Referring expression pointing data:
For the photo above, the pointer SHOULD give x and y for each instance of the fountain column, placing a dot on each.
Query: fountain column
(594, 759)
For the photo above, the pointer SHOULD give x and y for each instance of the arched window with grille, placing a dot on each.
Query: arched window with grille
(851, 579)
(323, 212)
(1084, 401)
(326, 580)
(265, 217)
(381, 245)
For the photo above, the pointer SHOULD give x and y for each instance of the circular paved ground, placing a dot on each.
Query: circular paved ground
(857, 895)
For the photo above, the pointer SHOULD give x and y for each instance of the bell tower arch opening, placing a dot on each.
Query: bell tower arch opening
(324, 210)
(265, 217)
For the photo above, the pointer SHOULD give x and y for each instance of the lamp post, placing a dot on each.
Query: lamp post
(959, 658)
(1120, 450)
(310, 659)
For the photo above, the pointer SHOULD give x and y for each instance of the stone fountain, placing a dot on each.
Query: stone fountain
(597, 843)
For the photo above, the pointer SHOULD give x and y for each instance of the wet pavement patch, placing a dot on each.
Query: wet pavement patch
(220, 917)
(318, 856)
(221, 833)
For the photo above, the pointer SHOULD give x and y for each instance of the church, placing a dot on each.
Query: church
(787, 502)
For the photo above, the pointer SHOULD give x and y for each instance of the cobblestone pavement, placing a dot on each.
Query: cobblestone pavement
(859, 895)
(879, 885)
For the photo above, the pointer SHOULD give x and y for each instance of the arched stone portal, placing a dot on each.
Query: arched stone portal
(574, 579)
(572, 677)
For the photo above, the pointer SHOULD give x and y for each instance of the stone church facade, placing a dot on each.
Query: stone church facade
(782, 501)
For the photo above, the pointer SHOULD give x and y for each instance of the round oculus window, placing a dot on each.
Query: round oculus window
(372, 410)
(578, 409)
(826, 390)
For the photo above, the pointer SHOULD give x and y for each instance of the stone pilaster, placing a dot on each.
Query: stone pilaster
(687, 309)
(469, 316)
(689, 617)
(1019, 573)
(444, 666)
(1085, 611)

# Instructions for the task
Please reproduce the records exactly, without leaving any out.

# Exercise result
For the photo above, the pointer SHOULD give x and y for each instance of the fountain column, placing a dot on each.
Query: fountain column
(594, 759)
For the photo above, the pointer SHOULD give x and y for each instance of the arched window with grille, placing a dot on each.
Query: arched window with grille
(851, 579)
(323, 212)
(1084, 401)
(326, 580)
(265, 217)
(381, 245)
For the photo above, the pointer SHOULD give x and y for each instance of the circular paved ground, placing a dot on each.
Query: circular paved ground
(857, 895)
For the photo above, the pointer SHOULD give x and y for each instance of the bell tower arch opening, placing a dot on each.
Query: bell tower arch opening
(324, 210)
(265, 217)
For the photo above, the pointer SHOULD give x and y for each instance of the lamp post, placing a dot on each.
Query: lamp post
(959, 658)
(1120, 450)
(310, 659)
For the photo above, the pointer SHOULD give x and y for each instance of the stone fountain, placing a dot on each.
Query: stone fountain
(597, 843)
For the photo above, the pointer SHOULD give x and y for each instance of the wet pavement patch, placing a dot on each.
Query: wet pavement patch
(220, 917)
(318, 856)
(221, 833)
For the photo above, the pointer SHOULD give x and y for each instance of the church, placing a dot on each.
Query: church
(787, 502)
For the photo above, the pointer SHOULD give x and y for each instance of the cobblestone pavement, placing a dot on each.
Query: cobblestone pavement
(859, 895)
(879, 885)
For the photo above, the pointer SHOULD give x and y for each instance of the arched stone portal, placing a dot on each.
Query: arched stone portal
(574, 579)
(572, 677)
For the photo above, the pointer SHOULD give x and y for each instance of the stone church facade, placing a dot on each.
Query: stone church facade
(782, 501)
For the photo above, the pointer SHOULD give x and y for each instance of the round oculus window, placing a dot on each.
Query: round oculus window
(372, 410)
(578, 409)
(826, 390)
For the photo above, the pointer SHOULD give x and y for each instance of the stone pilaster, placing a dot on each.
Query: stone pilaster
(687, 309)
(469, 316)
(689, 617)
(1019, 573)
(444, 666)
(1085, 611)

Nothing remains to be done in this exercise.